(Raw records)
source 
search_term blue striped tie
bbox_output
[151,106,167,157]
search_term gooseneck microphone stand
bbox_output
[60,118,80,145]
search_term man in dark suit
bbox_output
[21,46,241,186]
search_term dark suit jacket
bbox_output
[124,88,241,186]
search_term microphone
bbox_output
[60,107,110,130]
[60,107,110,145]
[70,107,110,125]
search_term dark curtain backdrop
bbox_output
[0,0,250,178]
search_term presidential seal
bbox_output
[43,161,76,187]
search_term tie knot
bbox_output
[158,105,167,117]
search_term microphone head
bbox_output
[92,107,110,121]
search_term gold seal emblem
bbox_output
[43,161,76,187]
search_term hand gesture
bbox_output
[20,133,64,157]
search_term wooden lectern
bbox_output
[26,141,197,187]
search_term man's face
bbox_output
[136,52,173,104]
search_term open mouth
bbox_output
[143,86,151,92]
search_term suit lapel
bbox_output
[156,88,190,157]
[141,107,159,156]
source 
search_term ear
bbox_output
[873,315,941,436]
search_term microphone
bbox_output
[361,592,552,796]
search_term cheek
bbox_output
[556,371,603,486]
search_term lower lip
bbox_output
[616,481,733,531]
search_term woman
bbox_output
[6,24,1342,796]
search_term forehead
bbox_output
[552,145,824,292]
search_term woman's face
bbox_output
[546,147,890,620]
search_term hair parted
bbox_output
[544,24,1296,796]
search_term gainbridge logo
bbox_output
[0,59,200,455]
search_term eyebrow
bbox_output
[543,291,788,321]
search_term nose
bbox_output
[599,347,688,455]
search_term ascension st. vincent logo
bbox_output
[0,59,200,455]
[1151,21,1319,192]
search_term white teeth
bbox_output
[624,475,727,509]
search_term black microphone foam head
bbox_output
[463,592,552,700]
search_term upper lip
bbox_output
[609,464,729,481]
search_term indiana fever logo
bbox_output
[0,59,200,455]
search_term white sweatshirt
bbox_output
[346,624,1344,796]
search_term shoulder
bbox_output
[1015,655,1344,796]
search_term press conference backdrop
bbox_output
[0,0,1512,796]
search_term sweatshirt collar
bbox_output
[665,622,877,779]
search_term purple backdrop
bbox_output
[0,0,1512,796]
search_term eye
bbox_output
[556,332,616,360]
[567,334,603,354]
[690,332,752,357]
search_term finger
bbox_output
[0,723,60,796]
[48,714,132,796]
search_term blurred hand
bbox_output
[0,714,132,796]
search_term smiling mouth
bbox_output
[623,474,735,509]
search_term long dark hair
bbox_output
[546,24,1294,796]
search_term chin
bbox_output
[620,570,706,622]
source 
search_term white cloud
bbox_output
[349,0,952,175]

» Problem statement
Recast every line of the material above as a JSON list of strings, with one string for each line and blank lines omitted.

» Solution to this task
[
  "source ",
  "search_term blue striped tie",
  "bbox_output",
  "[151,106,167,157]",
  "search_term gooseneck microphone stand",
  "bbox_output",
  "[60,118,80,145]",
  "search_term man in dark suit",
  "bbox_output",
  "[21,46,241,186]",
  "search_term dark suit jacket",
  "bbox_output",
  "[124,88,241,186]",
  "search_term microphone",
  "bbox_output",
  "[60,107,110,130]",
  "[60,107,110,145]",
  "[70,107,110,125]",
  "search_term dark curtain backdrop",
  "bbox_output",
  "[0,0,250,178]",
  "search_term presidential seal",
  "bbox_output",
  "[43,161,76,187]",
  "search_term tie knot",
  "bbox_output",
  "[158,105,167,117]",
  "search_term microphone head",
  "bbox_output",
  "[92,107,110,121]",
  "search_term gold seal emblem",
  "bbox_output",
  "[43,161,76,187]",
  "search_term hand gesture",
  "bbox_output",
  "[20,133,64,157]",
  "search_term wooden lectern",
  "bbox_output",
  "[26,141,197,187]",
  "search_term man's face",
  "bbox_output",
  "[136,52,173,104]",
  "search_term open mouth",
  "bbox_output",
  "[143,86,151,92]",
  "search_term suit lapel",
  "bbox_output",
  "[156,88,190,157]",
  "[141,107,159,156]",
  "source ",
  "search_term ear",
  "bbox_output",
  "[873,315,941,436]",
  "search_term microphone",
  "bbox_output",
  "[361,592,552,796]",
  "search_term cheek",
  "bbox_output",
  "[556,371,603,486]",
  "search_term lower lip",
  "bbox_output",
  "[616,481,733,531]",
  "search_term woman",
  "bbox_output",
  "[6,24,1342,796]",
  "search_term forehead",
  "bbox_output",
  "[552,145,824,292]",
  "search_term woman's face",
  "bbox_output",
  "[546,147,890,620]",
  "search_term hair parted",
  "bbox_output",
  "[544,24,1296,796]",
  "search_term gainbridge logo",
  "bbox_output",
  "[0,59,200,455]",
  "search_term eyebrow",
  "bbox_output",
  "[543,291,788,321]",
  "search_term nose",
  "bbox_output",
  "[599,347,688,455]",
  "search_term ascension st. vincent logo",
  "bbox_output",
  "[0,59,200,455]",
  "[1151,21,1319,192]",
  "search_term white teeth",
  "bbox_output",
  "[624,475,727,509]",
  "search_term black microphone foam head",
  "bbox_output",
  "[463,592,552,700]",
  "search_term upper lip",
  "bbox_output",
  "[609,464,729,481]",
  "search_term indiana fever logo",
  "bbox_output",
  "[0,59,200,455]",
  "search_term white sweatshirt",
  "bbox_output",
  "[346,624,1344,796]",
  "search_term shoulder",
  "bbox_output",
  "[1015,655,1344,796]",
  "search_term press conference backdrop",
  "bbox_output",
  "[0,0,1512,796]",
  "search_term sweatshirt collar",
  "bbox_output",
  "[665,622,877,779]",
  "search_term purple backdrop",
  "bbox_output",
  "[0,0,1512,796]",
  "search_term eye",
  "bbox_output",
  "[556,332,616,360]",
  "[567,334,603,354]",
  "[690,332,752,357]",
  "search_term finger",
  "bbox_output",
  "[0,723,60,796]",
  "[48,714,132,796]",
  "search_term blurred hand",
  "bbox_output",
  "[0,714,132,796]",
  "search_term smiling mouth",
  "bbox_output",
  "[623,474,735,509]",
  "search_term long dark hair",
  "bbox_output",
  "[546,24,1294,796]",
  "search_term chin",
  "bbox_output",
  "[620,570,706,622]",
  "source ",
  "search_term white cloud",
  "bbox_output",
  "[349,0,952,175]"
]